> [Passage shown]
----------

An unexpected relationship between two of the most frequent cancer-causing factors might lead to more effective drugs.
According to a recent study from the University of Wisconsin-Madison, two of the most common genetic changes that result in cancerous cells, which were previously believed to be distinct and controlled by different cellular signals, are really working together.
To treat cancer, researchers have so far concentrated on developing medications that either inhibit one or the other. Treatments that work better could result from an understanding of their cooperative effects.
Cells manufacture a protein called p53, which functions within the cell nucleus to react to stress, but mutations in the gene that makes p53 are the most common genetic abnormalities in cancer. Runaway cell proliferation in cancer is also often linked to mutations that activate a cell’s surface-located pathway called PI3K/Akt.

----------

> [Provided data]
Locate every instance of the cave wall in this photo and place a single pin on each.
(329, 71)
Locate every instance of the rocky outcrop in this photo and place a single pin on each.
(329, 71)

----------

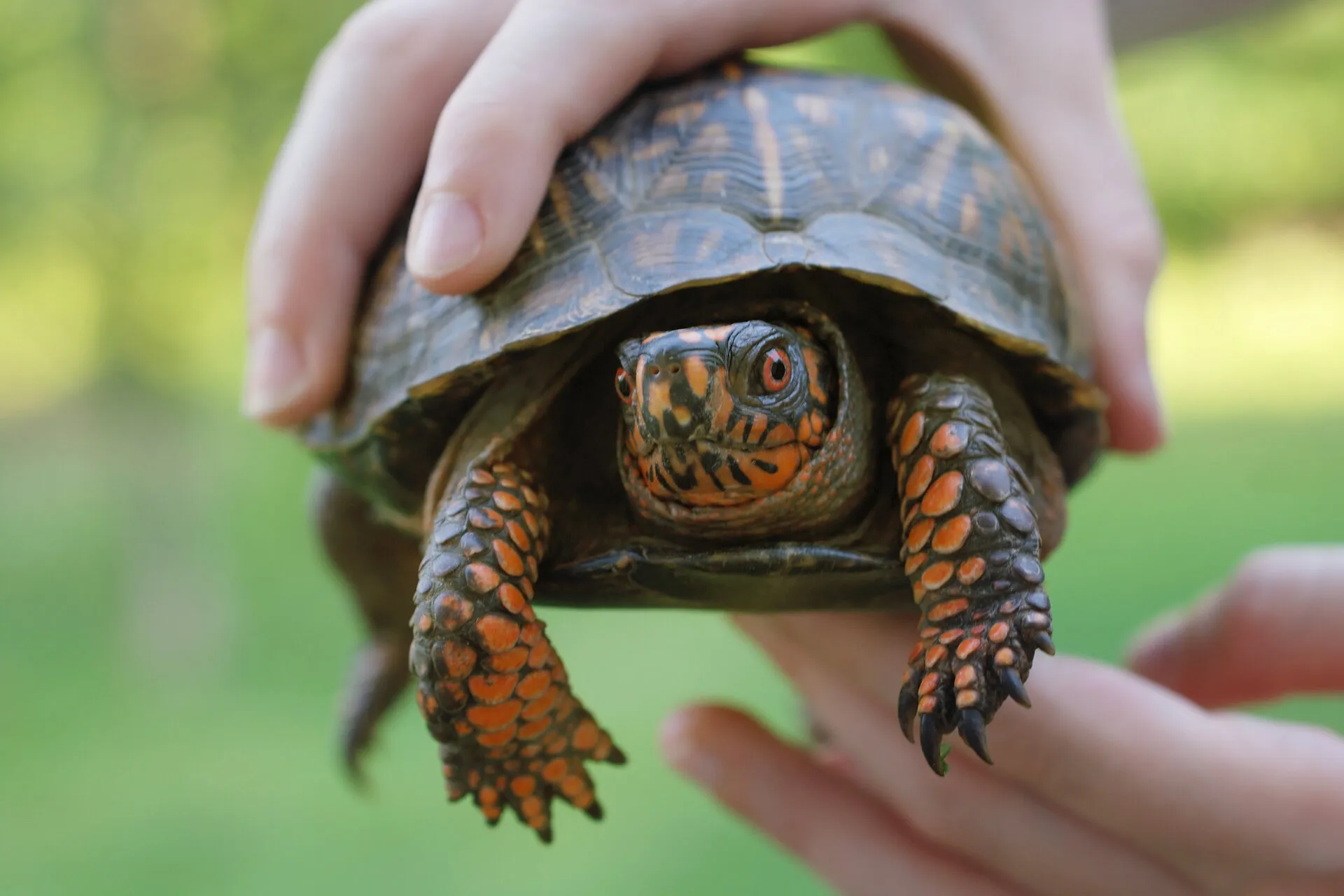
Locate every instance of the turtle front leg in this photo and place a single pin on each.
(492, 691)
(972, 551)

----------

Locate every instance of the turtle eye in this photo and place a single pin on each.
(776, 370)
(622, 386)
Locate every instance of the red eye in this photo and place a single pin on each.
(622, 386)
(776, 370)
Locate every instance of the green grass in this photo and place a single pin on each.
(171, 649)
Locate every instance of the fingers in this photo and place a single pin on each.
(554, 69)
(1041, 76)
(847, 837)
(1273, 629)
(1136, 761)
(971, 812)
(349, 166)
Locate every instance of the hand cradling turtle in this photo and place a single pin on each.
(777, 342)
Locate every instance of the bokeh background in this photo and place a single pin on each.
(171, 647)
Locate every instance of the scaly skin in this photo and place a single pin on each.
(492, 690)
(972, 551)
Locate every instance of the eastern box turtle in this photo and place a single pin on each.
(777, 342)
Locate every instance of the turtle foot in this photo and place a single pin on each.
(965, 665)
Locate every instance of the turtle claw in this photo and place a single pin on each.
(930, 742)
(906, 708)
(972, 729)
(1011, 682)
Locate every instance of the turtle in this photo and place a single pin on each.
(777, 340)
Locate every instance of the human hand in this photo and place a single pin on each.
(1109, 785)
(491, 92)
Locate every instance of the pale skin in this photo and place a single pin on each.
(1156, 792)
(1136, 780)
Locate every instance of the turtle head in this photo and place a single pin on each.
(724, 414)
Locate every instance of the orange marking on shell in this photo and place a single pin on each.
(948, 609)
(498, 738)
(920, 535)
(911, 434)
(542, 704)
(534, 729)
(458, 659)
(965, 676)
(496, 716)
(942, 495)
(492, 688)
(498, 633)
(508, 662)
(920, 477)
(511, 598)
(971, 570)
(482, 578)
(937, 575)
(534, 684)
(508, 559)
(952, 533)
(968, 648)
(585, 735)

----------

> [The task] Reproduce verbatim the portion of the cancer research passage above that runs from "To treat cancer, researchers" up to and including "pathway called PI3K/Akt.".

> [Solution to this task]
To treat cancer, researchers have so far concentrated on developing medications that either inhibit one or the other. Treatments that work better could result from an understanding of their cooperative effects.
Cells manufacture a protein called p53, which functions within the cell nucleus to react to stress, but mutations in the gene that makes p53 are the most common genetic abnormalities in cancer. Runaway cell proliferation in cancer is also often linked to mutations that activate a cell’s surface-located pathway called PI3K/Akt.